----- Given information -----

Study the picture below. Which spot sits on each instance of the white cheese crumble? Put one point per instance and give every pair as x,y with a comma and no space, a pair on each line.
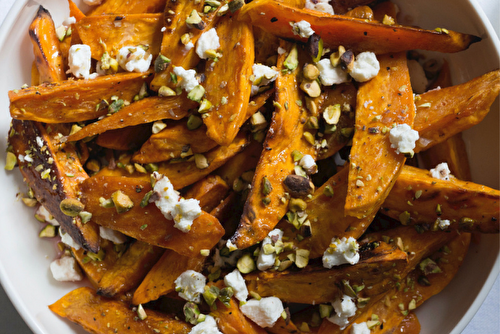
66,269
320,6
190,285
79,61
361,328
418,79
188,78
134,59
403,138
264,312
112,235
266,261
303,29
262,76
237,282
441,171
43,213
208,326
182,211
308,164
365,67
344,308
209,40
341,251
330,75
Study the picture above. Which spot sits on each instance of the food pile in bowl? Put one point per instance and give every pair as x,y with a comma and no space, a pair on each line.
261,167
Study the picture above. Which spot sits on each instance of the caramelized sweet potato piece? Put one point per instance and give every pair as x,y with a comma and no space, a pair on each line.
48,57
468,206
237,47
73,101
143,111
263,211
129,269
374,164
111,32
445,112
316,284
352,33
53,171
97,314
128,7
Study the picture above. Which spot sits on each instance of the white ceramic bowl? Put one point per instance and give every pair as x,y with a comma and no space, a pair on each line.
25,259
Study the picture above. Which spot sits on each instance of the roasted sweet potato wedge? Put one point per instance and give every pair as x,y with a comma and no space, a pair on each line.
73,101
418,198
48,55
374,164
129,270
147,224
109,33
97,314
352,33
53,171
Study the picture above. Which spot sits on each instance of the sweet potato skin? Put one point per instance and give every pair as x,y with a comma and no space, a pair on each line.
100,315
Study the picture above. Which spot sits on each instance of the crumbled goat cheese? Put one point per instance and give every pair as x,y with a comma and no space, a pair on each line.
361,328
182,211
264,312
403,138
208,326
263,76
112,235
308,164
188,78
443,223
237,282
209,40
43,213
303,29
134,59
79,60
344,308
320,6
66,269
266,261
330,75
365,67
190,285
341,251
441,171
418,79
67,240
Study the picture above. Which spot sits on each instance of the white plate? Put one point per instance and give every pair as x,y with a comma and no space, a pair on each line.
25,259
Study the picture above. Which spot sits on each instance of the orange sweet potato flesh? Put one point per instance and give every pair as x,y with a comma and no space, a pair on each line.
99,315
448,111
276,163
120,31
58,178
175,15
143,111
48,55
352,33
128,7
73,101
468,206
316,284
159,281
147,224
129,270
237,48
374,164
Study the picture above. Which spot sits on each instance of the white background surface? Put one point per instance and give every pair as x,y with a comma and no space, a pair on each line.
486,321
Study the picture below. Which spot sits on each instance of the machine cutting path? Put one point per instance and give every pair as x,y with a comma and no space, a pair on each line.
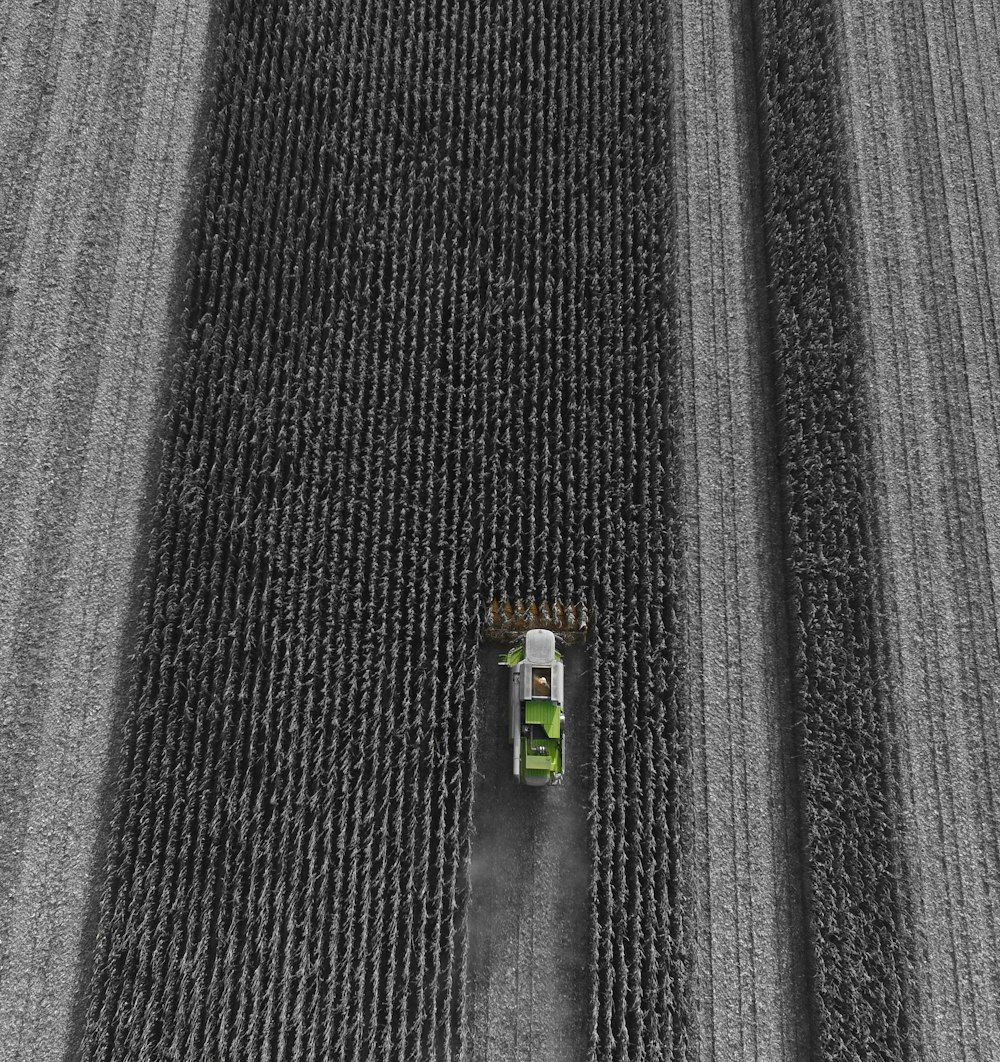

-----

▶ **Task prompt**: Lay out the lines above as a Markdown table with two columns, No. and Line, giving each line its own numbered row and leaving out blank lines. Leave the pictures out of the answer.

▶ **Task solution**:
| No. | Line |
|---|---|
| 1 | Study the picture below. Which spot sits on each instance of the white cheese crumble? Put one point per instance and give every pair as x,y with a comma and no space, a pair on each line. |
| 2 | 66,269 |
| 3 | 320,6 |
| 4 | 190,285 |
| 5 | 79,61 |
| 6 | 361,328 |
| 7 | 418,79 |
| 8 | 188,78 |
| 9 | 134,59 |
| 10 | 403,138 |
| 11 | 264,312 |
| 12 | 112,235 |
| 13 | 266,261 |
| 14 | 303,29 |
| 15 | 262,76 |
| 16 | 237,282 |
| 17 | 441,171 |
| 18 | 43,213 |
| 19 | 208,326 |
| 20 | 182,211 |
| 21 | 308,164 |
| 22 | 365,67 |
| 23 | 344,308 |
| 24 | 209,40 |
| 25 | 341,251 |
| 26 | 330,75 |
| 27 | Study the picture above. Which spot sits on each instance of the food pile in bowl? Put one point per instance and give every pair as x,y with a comma and no space, a pair on each line. |
| 28 | 261,167 |
| 29 | Study the picture above. Which spot sits on each instance of the caramelized sweet potato piece? Put one point per instance and give every pair as x,y with a comma and no space, a pair on each line. |
| 30 | 48,57 |
| 31 | 468,206 |
| 32 | 237,47 |
| 33 | 73,101 |
| 34 | 143,111 |
| 35 | 263,211 |
| 36 | 129,269 |
| 37 | 374,164 |
| 38 | 111,32 |
| 39 | 445,112 |
| 40 | 316,284 |
| 41 | 352,33 |
| 42 | 53,171 |
| 43 | 97,314 |
| 44 | 128,7 |
| 45 | Study the picture above. Which spot sits on each instance of the white ceramic bowl? Put one point per instance and give every pair as x,y with a comma and no space, a pair on each line. |
| 46 | 25,259 |
| 47 | Study the picture above. Which spot sits on each instance of the roasted sweet potato wedge? Put one point per instance and give every pair as x,y with a comma and no space, a pair on each line. |
| 48 | 73,101 |
| 49 | 418,198 |
| 50 | 48,55 |
| 51 | 374,164 |
| 52 | 129,270 |
| 53 | 147,224 |
| 54 | 109,33 |
| 55 | 97,314 |
| 56 | 352,33 |
| 57 | 53,171 |
| 58 | Study the picture above. Which spot sits on each instance of the sweet potato skin? Put one point per instance and give every pair as x,y with a comma and no space, a pair on each line. |
| 59 | 100,315 |
| 60 | Study the picture above. Which spot sits on each instance of the crumbled goat cheese? Put one point per instance and give every pair as x,y with a comma and no space, a pair on each line. |
| 61 | 361,328 |
| 62 | 182,211 |
| 63 | 264,312 |
| 64 | 403,138 |
| 65 | 208,326 |
| 66 | 263,76 |
| 67 | 112,235 |
| 68 | 308,164 |
| 69 | 188,78 |
| 70 | 443,223 |
| 71 | 237,282 |
| 72 | 209,40 |
| 73 | 43,213 |
| 74 | 303,29 |
| 75 | 134,59 |
| 76 | 79,60 |
| 77 | 344,308 |
| 78 | 320,6 |
| 79 | 66,269 |
| 80 | 266,261 |
| 81 | 330,75 |
| 82 | 365,67 |
| 83 | 190,285 |
| 84 | 341,251 |
| 85 | 441,171 |
| 86 | 418,79 |
| 87 | 67,240 |
| 88 | Study the picture above. Which spot sits on each instance of the white plate? Put one point per instance and give every pair as x,y with a comma and no space, a pair on each line. |
| 89 | 25,259 |
| 90 | Study the picture above. Which spot sits on each instance of the orange sweet potato flesh? Put one point per instance and give every pair as x,y with a comma and no space, a pair on each line. |
| 91 | 99,315 |
| 92 | 448,111 |
| 93 | 276,163 |
| 94 | 120,31 |
| 95 | 58,178 |
| 96 | 175,15 |
| 97 | 143,111 |
| 98 | 48,55 |
| 99 | 352,33 |
| 100 | 128,7 |
| 101 | 73,101 |
| 102 | 468,206 |
| 103 | 316,284 |
| 104 | 159,281 |
| 105 | 147,224 |
| 106 | 129,270 |
| 107 | 237,48 |
| 108 | 374,164 |
| 109 | Study the picture above. Which spot sits on each instance of the white background surface? Put one point per instance and give every pair as x,y with a comma and no space, a pair on each line. |
| 110 | 486,321 |
| 111 | Study the picture below. Which spot sits on each instance of the machine cutting path? Put one point per instance and give every pair as x,y with a comma and no space, a pair on each line. |